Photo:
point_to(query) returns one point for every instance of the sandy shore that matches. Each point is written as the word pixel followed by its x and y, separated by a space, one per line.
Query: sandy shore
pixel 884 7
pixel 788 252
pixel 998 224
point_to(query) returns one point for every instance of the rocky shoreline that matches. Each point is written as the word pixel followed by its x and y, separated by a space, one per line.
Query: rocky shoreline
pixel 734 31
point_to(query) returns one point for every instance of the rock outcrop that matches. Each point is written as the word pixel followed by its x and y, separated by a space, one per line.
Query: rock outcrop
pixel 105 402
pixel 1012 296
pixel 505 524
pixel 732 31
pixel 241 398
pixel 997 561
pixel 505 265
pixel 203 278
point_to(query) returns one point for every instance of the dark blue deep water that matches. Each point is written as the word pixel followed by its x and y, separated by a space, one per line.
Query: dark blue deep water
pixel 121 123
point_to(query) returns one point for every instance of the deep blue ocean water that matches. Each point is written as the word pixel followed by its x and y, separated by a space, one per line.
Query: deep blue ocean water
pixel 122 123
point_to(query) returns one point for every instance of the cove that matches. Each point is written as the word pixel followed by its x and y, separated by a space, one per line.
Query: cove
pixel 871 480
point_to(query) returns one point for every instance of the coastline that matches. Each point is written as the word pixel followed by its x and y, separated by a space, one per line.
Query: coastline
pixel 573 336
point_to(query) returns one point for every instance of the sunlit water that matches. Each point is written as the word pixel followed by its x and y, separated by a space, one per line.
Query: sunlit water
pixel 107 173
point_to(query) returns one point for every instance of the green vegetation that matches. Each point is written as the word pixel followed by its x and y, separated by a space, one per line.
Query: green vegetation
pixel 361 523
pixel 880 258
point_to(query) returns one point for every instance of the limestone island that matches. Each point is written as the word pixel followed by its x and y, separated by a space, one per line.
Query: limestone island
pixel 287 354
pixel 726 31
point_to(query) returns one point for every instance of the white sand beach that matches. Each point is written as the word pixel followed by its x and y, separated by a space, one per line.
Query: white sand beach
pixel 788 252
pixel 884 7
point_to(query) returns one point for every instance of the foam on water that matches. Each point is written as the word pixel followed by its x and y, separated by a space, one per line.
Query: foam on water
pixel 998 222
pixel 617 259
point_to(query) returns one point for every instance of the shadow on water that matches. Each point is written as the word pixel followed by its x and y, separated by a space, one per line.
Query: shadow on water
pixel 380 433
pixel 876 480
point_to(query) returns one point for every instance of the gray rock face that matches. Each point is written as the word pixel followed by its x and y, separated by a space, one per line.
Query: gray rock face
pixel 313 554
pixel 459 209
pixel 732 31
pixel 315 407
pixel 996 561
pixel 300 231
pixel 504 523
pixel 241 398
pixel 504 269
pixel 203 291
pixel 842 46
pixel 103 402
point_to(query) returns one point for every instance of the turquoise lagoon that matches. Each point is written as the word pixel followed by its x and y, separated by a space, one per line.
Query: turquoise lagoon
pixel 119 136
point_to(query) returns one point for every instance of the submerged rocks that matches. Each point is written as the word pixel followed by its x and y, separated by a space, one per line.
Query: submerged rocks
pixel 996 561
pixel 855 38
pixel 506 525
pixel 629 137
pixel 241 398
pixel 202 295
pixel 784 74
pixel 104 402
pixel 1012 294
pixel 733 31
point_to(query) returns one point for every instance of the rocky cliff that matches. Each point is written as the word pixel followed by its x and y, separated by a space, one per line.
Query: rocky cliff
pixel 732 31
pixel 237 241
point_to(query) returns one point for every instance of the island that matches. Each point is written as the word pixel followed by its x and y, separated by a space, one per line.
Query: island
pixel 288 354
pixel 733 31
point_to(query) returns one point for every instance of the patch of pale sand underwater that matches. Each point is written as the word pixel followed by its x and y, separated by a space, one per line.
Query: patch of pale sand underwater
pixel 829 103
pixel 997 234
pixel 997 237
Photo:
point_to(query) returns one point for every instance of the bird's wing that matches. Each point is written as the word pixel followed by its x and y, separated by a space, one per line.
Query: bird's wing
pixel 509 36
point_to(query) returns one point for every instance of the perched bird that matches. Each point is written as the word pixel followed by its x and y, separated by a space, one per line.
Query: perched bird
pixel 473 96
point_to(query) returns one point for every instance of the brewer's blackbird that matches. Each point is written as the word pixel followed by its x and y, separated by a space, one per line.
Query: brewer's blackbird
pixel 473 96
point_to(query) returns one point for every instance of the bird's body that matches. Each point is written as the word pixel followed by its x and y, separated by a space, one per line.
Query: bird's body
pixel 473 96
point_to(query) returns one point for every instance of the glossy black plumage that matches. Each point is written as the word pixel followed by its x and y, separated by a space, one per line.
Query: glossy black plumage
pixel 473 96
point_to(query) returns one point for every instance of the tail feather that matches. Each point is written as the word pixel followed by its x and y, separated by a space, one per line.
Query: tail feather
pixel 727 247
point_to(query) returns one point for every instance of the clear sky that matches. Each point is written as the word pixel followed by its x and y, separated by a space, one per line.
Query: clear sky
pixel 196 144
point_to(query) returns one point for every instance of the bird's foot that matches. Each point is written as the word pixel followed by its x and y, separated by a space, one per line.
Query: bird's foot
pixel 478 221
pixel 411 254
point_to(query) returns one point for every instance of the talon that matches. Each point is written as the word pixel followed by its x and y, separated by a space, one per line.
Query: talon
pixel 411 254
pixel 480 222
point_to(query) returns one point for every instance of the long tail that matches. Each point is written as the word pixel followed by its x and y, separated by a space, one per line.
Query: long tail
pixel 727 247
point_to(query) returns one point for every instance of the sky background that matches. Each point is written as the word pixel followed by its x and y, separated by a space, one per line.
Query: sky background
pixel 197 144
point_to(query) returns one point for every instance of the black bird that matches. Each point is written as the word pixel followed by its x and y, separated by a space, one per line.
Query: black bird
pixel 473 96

# # #

Exercise requirements => Repeat only the stretch of lines starting at the one containing "of the talon" and running to the final line of the entries above.

Solution for this task =>
point_to(query) returns one point for every instance of the talon that matches. Each point is written as the word pixel followed by its x and y, separated by a space, one per line.
Query: talon
pixel 411 254
pixel 480 222
point_to(query) returns one point for every instance of the long tail that matches. Each point is written as the word pixel followed by its x and y, separated by a space, one per line.
Query: long tail
pixel 727 247
point_to(query) returns one point for every instance of the sky background that matches. Each point is written as the word pixel followed by its x and y, separated by a space, one per line.
Query: sky background
pixel 197 144
point_to(query) returns one point for every instance of the black bird that matches. Each point is written as the word pixel followed by its x and y, separated by a space, one per line.
Query: black bird
pixel 473 96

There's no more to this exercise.